• Exercise details: Please carry on the piece below about cutting red tape, picking up after its last sentence.

In my opinion, we should reassess these rules every few years and see if they’re still needed.  We also need to streamline the approval process when we send resources to the states, like the recent help for broadband and infrastructure that we passed out of Congress. Towns have come to me looking for guidance on how they can invest the resources and even the Treasury Department can’t figure out or offer final guidance on the 400-page manual they created to allocate the resources. It’s insane.

Again, I’m the first one to say we need appropriate guardrails to protect our families and communities — but not ones that are added for the sake of it or just to hold up job creation that families need to put food on the table. What we need is more common sense.

Overall, both New Jersey and the federal government need to do better. My new bipartisan legislation — the Cut Red Tape Act — will help cut red tape, get rid of outdated rules, and streamline government, so it moves faster and supports our small businesses and jobs. It will promote smart job growth and help kickstart new businesses and allow existing ones to grow.

The bipartisan Cut Red Tape Act, which I’m introducing with Republican Representatives Rodney Davis from Illinois and Democrat Ron Kind from Wisconsin, will create an independent, bipartisan commission — the Regulatory Improvement Commission — to review rules that are outdated, duplicative, or in conflict with one another. The Commission will then present its recommendations to Congress for a simple up or down vote, giving us ample opportunity to cut tape at the federal level.

And there’s nothing partisan about this. With this bill, both sides of the aisle will help cut outdated and unnecessarily burdensome red tape, unleash more economic opportunity, create jobs, cut taxes, save Americans money, and protect consumers and our families. It’s a real win-win.

One other thing: we have lots of innovative mayors here in my district that are providing a model for how to cut through the red tape and make the process easier, faster, and cheaper — all to help create jobs and economic growth, and protect their communities and families.

For example, in 2016, Paramus voted to update their rules, all with the goal of encouraging businesses to locate here. Paramus has increased its revenue by approximately $2 billion dollars as a result. That’s billion with a B. That’s led to more jobs and a huge savings on property taxes for Paramus residents.

• Data provided:
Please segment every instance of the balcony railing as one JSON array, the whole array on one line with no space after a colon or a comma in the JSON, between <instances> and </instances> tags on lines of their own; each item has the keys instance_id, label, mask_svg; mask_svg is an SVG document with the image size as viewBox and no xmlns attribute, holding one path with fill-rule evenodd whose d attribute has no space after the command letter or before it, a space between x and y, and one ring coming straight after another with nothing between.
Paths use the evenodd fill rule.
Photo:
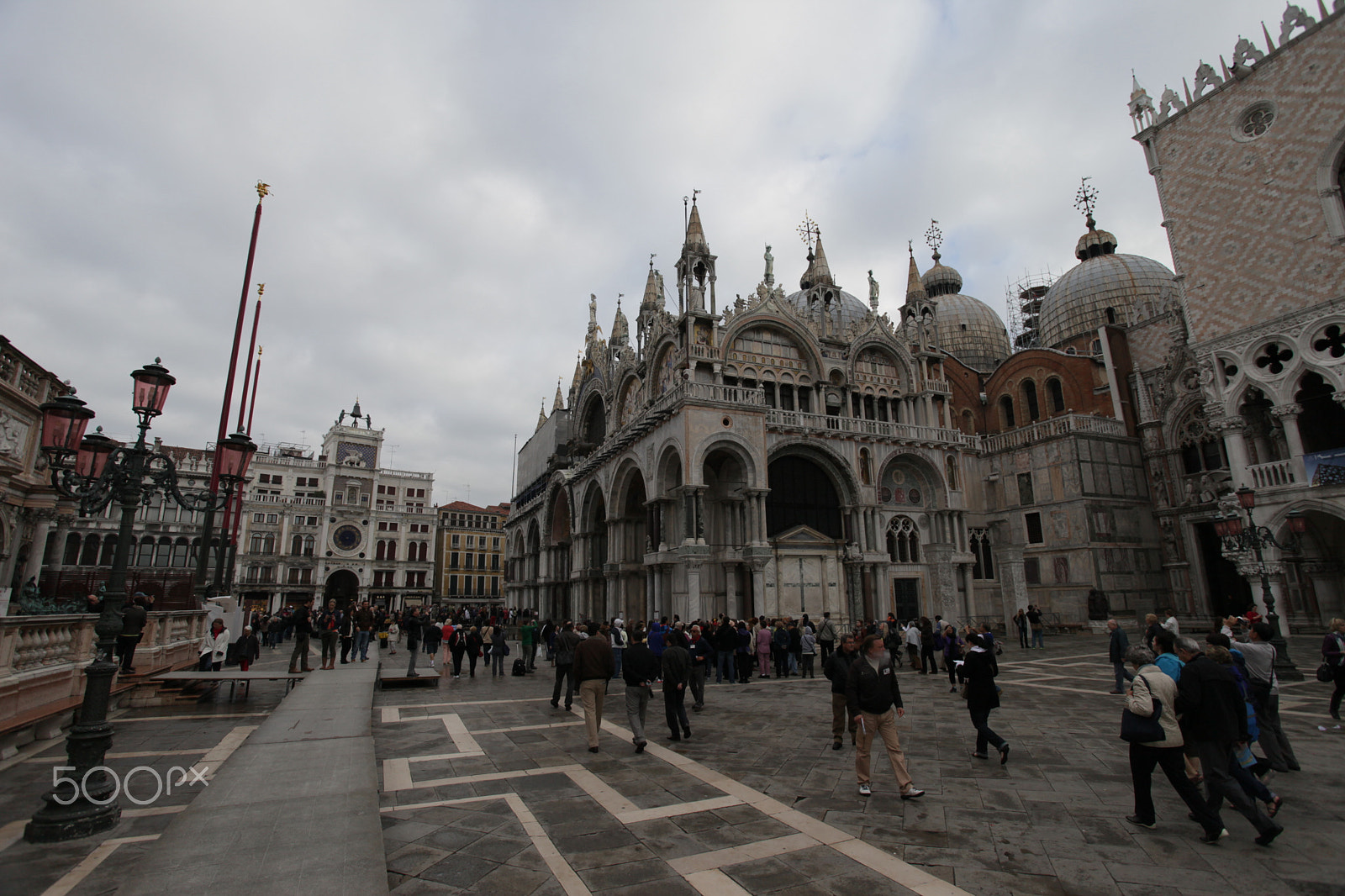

• Exercise answer:
Paramus has also developed a program for self-inspection and certification that makes it easier and quicker for businesses to get their inspections and certifications done. I think this approach should be adopted statewide.

Just over the river in New York, they allow for self-inspections that speed up processes and hold the private inspectors accountable. Think about how that could improve time-to-build, not only for businesses, but for our residents, too. It’s the ultimate way to cut red tape! We should be applying the same ideas to the federal government, too.

Just last month, I led a bipartisan letter to the President to immediately unleash the resources passed in the Bipartisan Infrastructure Bill and cut through red tape to ensure that Americans can begin benefiting from the law’s infrastructure investments as soon as possible.

I don’t know about you, but I’m ready to fight back, and steal back some of the jobs and people that other states, and other countries, are taking from us. If we take steps like the bipartisan legislation I’m introducing today, we can attract families and businesses, create new jobs, and cut the red tape that is restricting our great state’s full potential.

In the greatest country in the world, working together, I know that our best days will always be ahead of us. Thank you all for being here today. God bless you and God bless the United States of America.